::: Passage shown :::
You’ve got these people in this department, you’ve got these people in this department. So you’ve got these intellectual fields that are related. related to each other, separated physically. And of course famously, you know, MI T threw the, up in the air, some of it anyway.

Molly Wright Steenson: [00:28:16] Many or my own, my own university does too. I believe we have the top ranked machine learning program in the country, if not the world. it might be worth talking just for a second about what it’s like to do innovation within a university construct. Right. That, that, I think that the depth is necessary, that one gets into being specialized say in industrial design versus architecture.

But on the other hand, you don’t build really, really amazing groundbreaking things with people who are exactly like you, you need difference. And in, in this history that I I’ve written about, and that I’ve spent so many years researching about AI and the development of computational architecture, it was having really interesting problems to solve that made it attractive to design computing systems for architecture, to have architects involved in designing for AI.

Andy Polaine: [00:29:11] But despite all of the egos in architecture that you’ve talked about before, you also need a sort of psychological, safe space and some professional humility to properly work with people from other disciplines, right? You, you have to be interested in the way they see the world, not trying to fit the way they see the world into your existing box. Right? And, I think, you know, I, I’ve worked in academia for quite a number of years too, and I think that’s one of the things that’s one of the things I kind of always missed a bit from the commercial world is I think there is quite a lot more of that despite there’s a lot of jostling in academia, too.

That’s for sure. So going back, so Englebart has got his, this idea of this clerk that is a kind of a helper. And if effectively augmenting your, your intellect or sort of doing tasks for you, leaders on it. So that that’s the sort of, you know, I was gonna say that’s like the, kind of the Siri of, of his world, but it’s, it’s, it’s more than that.
:::
» **Written request A**:
Repeat, word for word, the portion of the interview transcript starting at "But on the other" and ending at "designing for AI.".
» **Written request B**:
Pick up the interview transcript after its final sentence and carry the conversation forward.
The records are not required for any of this work.
::: Supplied data :::
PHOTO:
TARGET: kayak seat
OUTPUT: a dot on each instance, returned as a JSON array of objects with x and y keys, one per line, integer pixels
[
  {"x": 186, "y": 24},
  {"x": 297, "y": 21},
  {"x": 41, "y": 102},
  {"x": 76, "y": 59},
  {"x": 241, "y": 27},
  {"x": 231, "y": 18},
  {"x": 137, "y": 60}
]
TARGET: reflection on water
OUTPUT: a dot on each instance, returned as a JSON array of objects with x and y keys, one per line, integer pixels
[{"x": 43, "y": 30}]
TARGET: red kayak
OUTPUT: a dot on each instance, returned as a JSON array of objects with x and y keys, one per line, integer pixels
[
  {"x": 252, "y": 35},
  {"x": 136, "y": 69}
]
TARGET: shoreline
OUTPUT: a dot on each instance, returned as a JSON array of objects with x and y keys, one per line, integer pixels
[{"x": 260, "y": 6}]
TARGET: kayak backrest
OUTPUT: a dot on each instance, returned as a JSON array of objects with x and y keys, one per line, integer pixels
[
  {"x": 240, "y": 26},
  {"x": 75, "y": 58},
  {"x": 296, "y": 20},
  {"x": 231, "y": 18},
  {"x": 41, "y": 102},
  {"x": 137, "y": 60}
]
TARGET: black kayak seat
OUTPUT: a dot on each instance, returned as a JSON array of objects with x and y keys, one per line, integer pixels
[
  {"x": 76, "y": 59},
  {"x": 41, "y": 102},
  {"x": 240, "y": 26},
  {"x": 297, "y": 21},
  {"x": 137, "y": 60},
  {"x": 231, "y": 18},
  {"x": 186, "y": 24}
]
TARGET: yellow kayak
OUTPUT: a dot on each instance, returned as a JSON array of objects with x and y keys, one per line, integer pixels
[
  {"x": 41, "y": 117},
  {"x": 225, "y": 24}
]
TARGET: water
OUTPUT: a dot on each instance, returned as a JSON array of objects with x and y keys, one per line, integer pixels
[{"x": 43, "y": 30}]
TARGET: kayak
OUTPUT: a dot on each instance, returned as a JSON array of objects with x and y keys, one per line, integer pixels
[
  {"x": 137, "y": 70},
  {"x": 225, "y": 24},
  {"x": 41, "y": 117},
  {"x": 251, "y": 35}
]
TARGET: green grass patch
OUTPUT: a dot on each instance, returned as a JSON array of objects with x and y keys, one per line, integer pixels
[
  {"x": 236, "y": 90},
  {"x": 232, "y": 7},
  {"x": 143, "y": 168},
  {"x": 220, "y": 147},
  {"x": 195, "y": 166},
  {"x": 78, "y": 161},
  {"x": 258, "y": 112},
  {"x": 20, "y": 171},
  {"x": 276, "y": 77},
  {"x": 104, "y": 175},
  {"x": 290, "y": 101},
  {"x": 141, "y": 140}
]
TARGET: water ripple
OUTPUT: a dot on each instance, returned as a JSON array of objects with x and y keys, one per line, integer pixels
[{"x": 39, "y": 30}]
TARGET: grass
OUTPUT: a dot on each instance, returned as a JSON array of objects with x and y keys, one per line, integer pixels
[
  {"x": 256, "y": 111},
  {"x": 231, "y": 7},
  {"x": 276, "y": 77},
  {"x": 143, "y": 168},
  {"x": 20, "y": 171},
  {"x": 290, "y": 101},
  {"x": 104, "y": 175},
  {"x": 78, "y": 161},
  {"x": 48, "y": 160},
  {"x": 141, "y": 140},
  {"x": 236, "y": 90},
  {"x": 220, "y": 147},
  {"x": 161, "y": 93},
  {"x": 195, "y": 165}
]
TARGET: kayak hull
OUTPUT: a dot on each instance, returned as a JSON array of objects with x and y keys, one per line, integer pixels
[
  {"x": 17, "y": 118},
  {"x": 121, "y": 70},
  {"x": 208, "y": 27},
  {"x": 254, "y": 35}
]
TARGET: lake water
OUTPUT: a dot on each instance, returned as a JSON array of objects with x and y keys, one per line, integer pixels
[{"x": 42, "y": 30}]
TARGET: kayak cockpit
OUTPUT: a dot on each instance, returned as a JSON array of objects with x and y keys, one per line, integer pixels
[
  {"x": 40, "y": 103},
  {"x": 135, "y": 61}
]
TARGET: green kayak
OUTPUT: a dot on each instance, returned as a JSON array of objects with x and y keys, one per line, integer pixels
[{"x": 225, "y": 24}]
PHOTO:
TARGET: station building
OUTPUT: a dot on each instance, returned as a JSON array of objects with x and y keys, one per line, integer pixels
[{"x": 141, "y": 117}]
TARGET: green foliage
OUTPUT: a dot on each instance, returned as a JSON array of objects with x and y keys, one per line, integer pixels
:::
» **Answer A**:
But on the other hand, you don’t build really, really amazing groundbreaking things with people who are exactly like you, you need difference. And in, in this history that I I’ve written about, and that I’ve spent so many years researching about AI and the development of computational architecture, it was having really interesting problems to solve that made it attractive to design computing systems for architecture, to have architects involved in designing for AI.

» **Answer B**:
And, lead us on to how you go from there into that’s the beginnings of kind of AI and humans working together, at least the idea of it, lead us to where you are now with AI and ethics.

So, I, okay. There’s, there’s another architect to be sure to, raise and that’s the work of Cedric Price You know, the book is essentially four chapters about white men who are architects who worked in technology.

I did notice that.

Molly Wright Steenson: [00:30:41] Yeah, well, I made a pretty, a pretty long mention at the beginning about, about the fact that there were women and, yeah, again, if I were going to write a book like this again, I don’t know that I’d write it. There are a lot of problems about the MIT media lab, and I think about the innovation culture and the culture of fundraising, At that university in particular that we all know about in the wake of Jeffrey Epstein, the sex trafficker, Joi Ito’s decisions, and some things that Nicholas Negroponte have said that make me not really want to pursue that line of research anymore or write about MIT anymore. But, you know, that’s, that’s a thing. I want to point out that Cedric Price plays a big role. And, if you, if you pick up Architectural Intelligence, it’s chapter five, he’s the secret patron saint of interaction designers. He is so much fun.

Andy Polaine: [00:31:34] It’s so secret that no one at the hardly anyone in interaction design might have heard of him. Do you think?

Molly Wright Steenson: [00:31:40] We tend to only, well, you’ve already said that we’re not very good at history, but, and we’ve already acknowledged that people aren’t good at crossing, crossing disciplinary boundaries. So this is my job. No Cedric Price was actually a very well known, British figure. And if, if we had been around in the 1960s, at least to be engaged with culture at that time. I mean, his wife, excuse me, life partner was Eleanor Bron. Yeah. Who is the, she was in the Help movies, but she was in the Beatles movies. She was in Help. And she was, yeah. Is the inspiration for the song Eleanor Rigby. He, yeah, he wasn’t known for buildings. He built, but he was known for saying things like “technology technology is the answer, but what was the question?”

Andy Polaine: [00:32:28] That’s right. You talk about quite a lot of stuff he came up with never got built, right?

Molly Wright Steenson: [00:32:34] Yeah. Yeah. It wasn’t about the building. it was about the thinking about the building. So he, he changes how we think about things. And one of the things, you know, to bridge into kind of this, this idea of how I think about AI and ethics, he’s sort of a way to, to make that bridge. I think that you need to consider that architecture and design and the work that we do in all of these different disciplines is the kind of instantiation of an ethical decision made at some point, right?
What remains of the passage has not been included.